* _GIVEN RECORDS_:
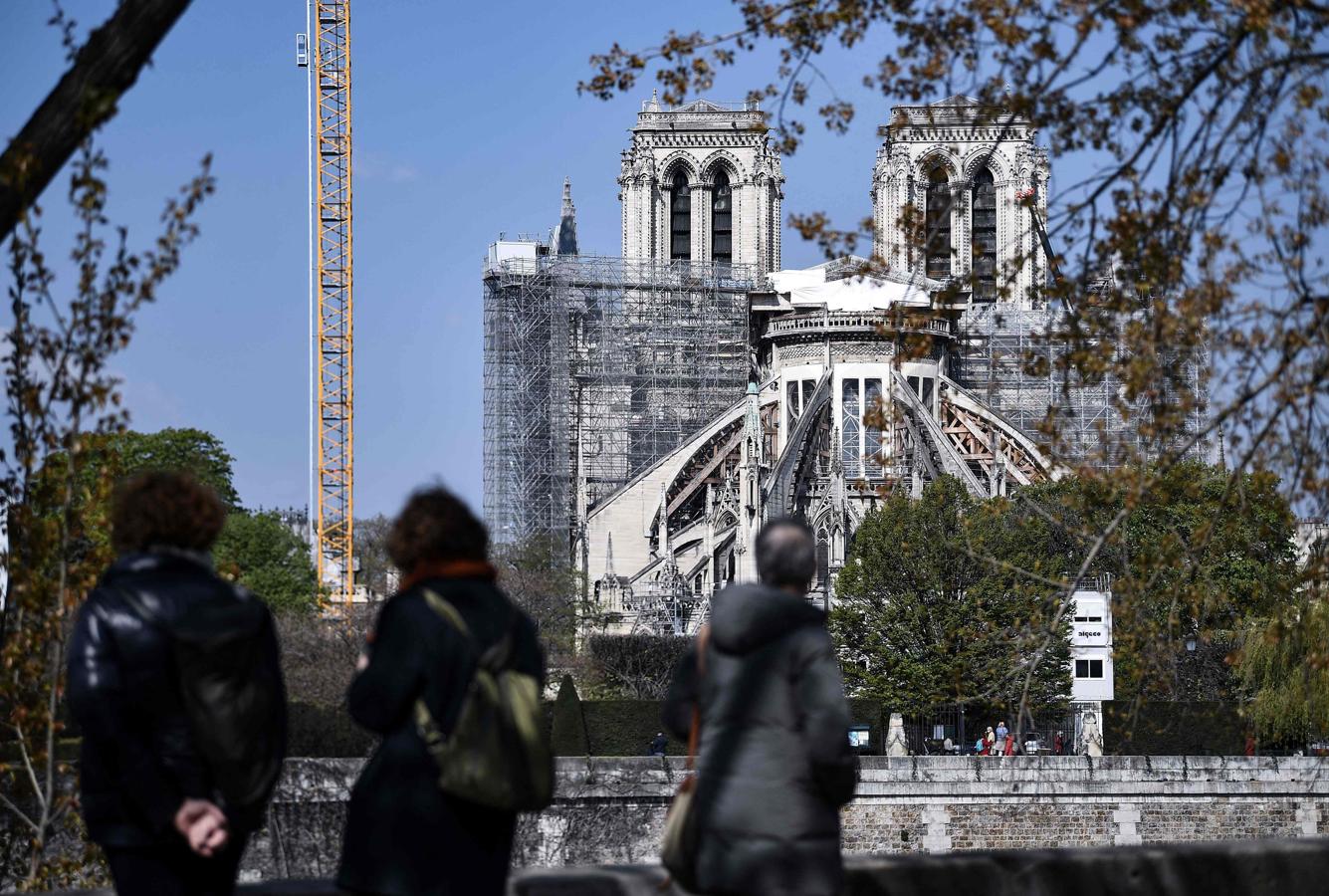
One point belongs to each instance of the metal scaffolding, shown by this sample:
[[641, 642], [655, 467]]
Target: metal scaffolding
[[605, 361]]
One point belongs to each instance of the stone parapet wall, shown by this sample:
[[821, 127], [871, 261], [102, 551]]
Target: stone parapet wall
[[611, 809]]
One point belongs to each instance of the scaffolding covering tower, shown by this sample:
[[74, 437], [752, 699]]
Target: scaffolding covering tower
[[997, 340], [594, 368]]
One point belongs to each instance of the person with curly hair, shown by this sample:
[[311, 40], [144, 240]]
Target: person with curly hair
[[150, 793], [404, 833]]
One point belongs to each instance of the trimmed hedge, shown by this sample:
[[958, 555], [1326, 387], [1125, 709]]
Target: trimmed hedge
[[325, 733], [1174, 728]]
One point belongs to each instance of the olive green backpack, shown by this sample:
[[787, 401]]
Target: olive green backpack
[[497, 754]]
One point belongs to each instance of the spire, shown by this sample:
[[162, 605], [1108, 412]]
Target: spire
[[565, 236], [665, 550]]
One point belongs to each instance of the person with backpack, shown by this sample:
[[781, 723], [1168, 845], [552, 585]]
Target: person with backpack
[[174, 681], [451, 677], [774, 762]]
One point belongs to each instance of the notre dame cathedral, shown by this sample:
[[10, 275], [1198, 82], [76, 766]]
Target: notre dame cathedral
[[649, 412]]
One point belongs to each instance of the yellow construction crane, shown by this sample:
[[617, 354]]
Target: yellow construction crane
[[330, 135]]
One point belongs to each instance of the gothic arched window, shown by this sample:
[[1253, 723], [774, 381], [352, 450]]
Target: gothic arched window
[[937, 221], [984, 236], [722, 219], [679, 218]]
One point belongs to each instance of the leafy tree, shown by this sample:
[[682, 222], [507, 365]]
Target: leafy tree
[[266, 556], [194, 451], [923, 619], [637, 666], [1194, 558], [1282, 662], [569, 724], [371, 548], [60, 393]]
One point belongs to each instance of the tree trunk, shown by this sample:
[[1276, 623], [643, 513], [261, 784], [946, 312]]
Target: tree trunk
[[84, 99]]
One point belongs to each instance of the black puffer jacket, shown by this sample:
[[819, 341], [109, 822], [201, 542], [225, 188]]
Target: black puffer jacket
[[138, 758], [774, 760], [403, 835]]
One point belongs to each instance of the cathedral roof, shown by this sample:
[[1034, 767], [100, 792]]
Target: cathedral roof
[[819, 286]]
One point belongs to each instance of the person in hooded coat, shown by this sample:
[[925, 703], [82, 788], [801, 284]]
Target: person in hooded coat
[[774, 757], [404, 836]]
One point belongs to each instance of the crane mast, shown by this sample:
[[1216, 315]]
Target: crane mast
[[333, 355]]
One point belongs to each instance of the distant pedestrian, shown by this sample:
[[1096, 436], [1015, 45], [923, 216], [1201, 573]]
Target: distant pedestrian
[[175, 682], [404, 832], [775, 762]]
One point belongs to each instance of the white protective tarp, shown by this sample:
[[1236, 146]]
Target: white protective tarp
[[809, 288]]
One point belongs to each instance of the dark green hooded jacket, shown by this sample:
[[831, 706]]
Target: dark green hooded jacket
[[774, 762]]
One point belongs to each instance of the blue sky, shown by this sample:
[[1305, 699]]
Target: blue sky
[[467, 119]]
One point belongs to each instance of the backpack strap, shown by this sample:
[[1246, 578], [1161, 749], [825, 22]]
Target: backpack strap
[[496, 657]]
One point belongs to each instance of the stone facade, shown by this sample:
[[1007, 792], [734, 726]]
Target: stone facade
[[961, 139], [611, 809], [701, 139]]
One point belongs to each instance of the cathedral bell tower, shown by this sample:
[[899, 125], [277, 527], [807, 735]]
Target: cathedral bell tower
[[702, 183], [979, 181]]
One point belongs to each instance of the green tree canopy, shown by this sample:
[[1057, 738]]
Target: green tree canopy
[[266, 556], [923, 618], [194, 451]]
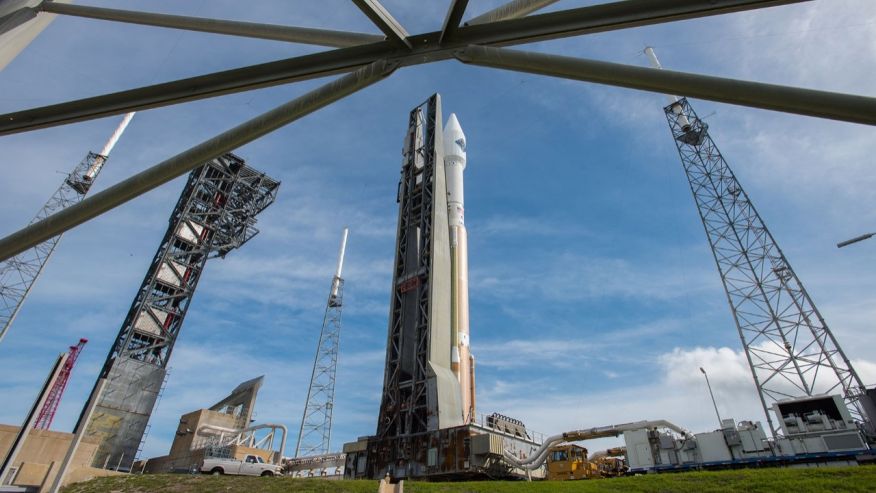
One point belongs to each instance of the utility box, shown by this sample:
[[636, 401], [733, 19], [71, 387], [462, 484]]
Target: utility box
[[713, 448], [487, 443]]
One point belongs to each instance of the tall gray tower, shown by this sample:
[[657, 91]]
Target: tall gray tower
[[214, 215], [19, 273], [315, 434]]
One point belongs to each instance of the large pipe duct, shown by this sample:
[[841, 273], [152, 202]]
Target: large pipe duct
[[535, 460]]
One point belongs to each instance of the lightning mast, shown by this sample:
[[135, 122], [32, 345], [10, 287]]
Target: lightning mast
[[47, 412], [790, 348], [314, 436], [19, 273]]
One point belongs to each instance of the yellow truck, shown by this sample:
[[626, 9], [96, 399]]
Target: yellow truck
[[569, 461]]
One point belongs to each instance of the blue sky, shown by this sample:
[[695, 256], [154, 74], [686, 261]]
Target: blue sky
[[594, 295]]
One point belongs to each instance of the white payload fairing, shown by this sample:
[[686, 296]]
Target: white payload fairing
[[461, 360]]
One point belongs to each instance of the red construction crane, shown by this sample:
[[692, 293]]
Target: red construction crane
[[47, 413]]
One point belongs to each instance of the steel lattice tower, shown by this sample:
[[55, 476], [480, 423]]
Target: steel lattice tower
[[19, 273], [789, 346], [314, 436], [214, 215], [47, 413]]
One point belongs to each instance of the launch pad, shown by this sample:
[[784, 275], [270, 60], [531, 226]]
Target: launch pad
[[472, 451]]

* _TASK TO CARRY OUT_: Copy every one of the records above word for word, leaving out the pictures.

* _RESULT OF THE EXERCISE_:
One point belongs to each instance of the metal scaffolding, shown by this sample:
[[641, 642], [655, 467]]
Target: metal scaffolding
[[605, 361]]
One point belongs to each instance of the stone parapet wall, shown by this sample:
[[821, 127], [871, 261], [102, 551]]
Target: stone parapet wall
[[611, 809]]
One point belongs to each instance of the scaffolding covering tower, shown by this sample:
[[74, 437], [752, 699]]
Target: scaffolding covering tower
[[997, 340], [594, 368]]
One point belongs to each instance of the person with curly hair, shown by this sample:
[[311, 40], [144, 240]]
Target: person with curly hair
[[150, 793], [404, 833]]
One point belongs to each instance of the trimmed hedge, shown by this sample:
[[958, 555], [1326, 387], [1125, 709]]
Target: trimmed hedge
[[325, 733], [1174, 728]]
One point belongs to each instance of the olive green backpack, shown by this sample:
[[787, 401]]
Target: olive green backpack
[[497, 754]]
One point belongs to each instance of the spire, shown by this sample:
[[162, 605], [1108, 412]]
Target: spire
[[565, 236], [665, 550]]
One point belongs to each instance of the person with backpack, shown by this sample:
[[781, 723], [1168, 845], [552, 585]]
Target: person with backpack
[[174, 681], [451, 677], [774, 762]]
One point belongs to each instance of the notre dame cathedral, shown by this sample:
[[10, 275], [1198, 82], [76, 766]]
Target: notre dame cathedral
[[649, 412]]
One point belongs to each instance of the yellow construction crane, shown by this sample:
[[617, 354]]
Target: yellow construction crane
[[330, 135]]
One point belongs to each instance of the gothic arched window, shown by this sample:
[[1253, 723], [774, 381], [352, 450]]
Target: gothic arched window
[[937, 221], [984, 236], [722, 219], [679, 218]]
One point belongs to each instance of the leafy tree, shown by this sample:
[[682, 222], [507, 365]]
Target: leafy tree
[[266, 556], [194, 451], [923, 619], [637, 666], [1194, 558], [1282, 662], [569, 724], [371, 548], [60, 393]]
One point belongs to each instance of the tree trunk, shown by this sample:
[[1276, 623], [643, 513], [261, 784], [946, 312]]
Target: tree trunk
[[84, 99]]
One point belongs to each instance of the black puffer jacket, shown by this sample:
[[819, 341], [109, 822], [201, 542], [225, 188]]
Target: black puffer jacket
[[138, 758], [774, 760], [403, 835]]
One point belongs to each instance of the cathedral roof, shown by this sample:
[[1034, 767], [100, 792]]
Target: cathedral roof
[[819, 286]]
One point belongs to each instance of the person in hooded coat, shown by this sample:
[[925, 703], [82, 788], [801, 284]]
Target: person in hooded coat
[[774, 757], [404, 836]]
One point belongs to each instance of the crane mast, shown by this sample:
[[1216, 315]]
Target: crane mast
[[333, 355]]
One point belongs to each instance of the distant pedestrian, shown by this sample:
[[1096, 436], [1015, 45], [923, 216], [1201, 573]]
Target: distant pedestrian
[[175, 682], [404, 832], [775, 762]]
One point belongs to each instance of the white protective tarp, shown by this sample:
[[1236, 146]]
Target: white protective tarp
[[809, 288]]
One point belongs to each instance of the dark green hooded jacket, shown by this sample:
[[831, 706]]
Target: dark green hooded jacket
[[774, 762]]
One point belongs to each instance of the blue sky, shown by this sample:
[[1305, 699]]
Target: blue sky
[[467, 119]]
One point belongs to each instance of the backpack strap, shown by this sample:
[[1246, 578], [1161, 749], [825, 22]]
Target: backpack strap
[[496, 657]]
One point belongs to each instance of the stone facade, shown by this sample:
[[1007, 792], [734, 726]]
Target: stone facade
[[961, 139], [611, 809], [701, 139]]
One point belongs to each instance of the cathedral bell tower, shown by this sample:
[[899, 125], [277, 527], [807, 735]]
Target: cathedral bell tower
[[702, 183], [979, 181]]
One point belongs to each instance of the green tree canopy, shown by this sample:
[[1057, 738]]
Target: green tree canopy
[[266, 556], [923, 618], [194, 451]]
One point belongs to each instance of the utility box, shown by this sample:
[[636, 401], [733, 19], [71, 387], [462, 484]]
Target: utility box
[[713, 448], [487, 443]]
One point belongs to each instance of the tall gray tower, shown by this sample:
[[657, 91]]
Target: tall gray tower
[[214, 215], [19, 273], [315, 434]]
One point belongs to each instance of the large pipe duct, shown by this sample:
[[841, 273], [152, 202]]
Target: large pipe duct
[[535, 460]]
One point belongs to each instance of the lightning mast, shown by this sample:
[[135, 122], [32, 345], [10, 287]]
Target: lightning mast
[[47, 412], [790, 348], [314, 436], [19, 273]]
One point belongs to each instance of the yellow truck, shown by this sample:
[[626, 9], [96, 399]]
Target: yellow truck
[[569, 461]]
One point belongs to each instance of the blue sky, shown by this sample:
[[695, 256], [154, 74], [686, 261]]
Target: blue sky
[[594, 295]]
One point belongs to each instance of the white payload fairing, shown by this sample:
[[686, 296]]
Target: white payload fairing
[[461, 360]]
One point belongs to each instance of the red construction crane, shown by this sample:
[[692, 293]]
Target: red construction crane
[[47, 413]]
One point belongs to each instance of the steel lattice tower, shown by this sample:
[[55, 476], [480, 423]]
Target: steel lattice tower
[[19, 273], [789, 346], [314, 436], [214, 215], [47, 413]]
One point belongs to each instance of the launch pad, shown by this sample:
[[784, 275], [270, 60], [531, 226]]
Target: launch pad
[[472, 451]]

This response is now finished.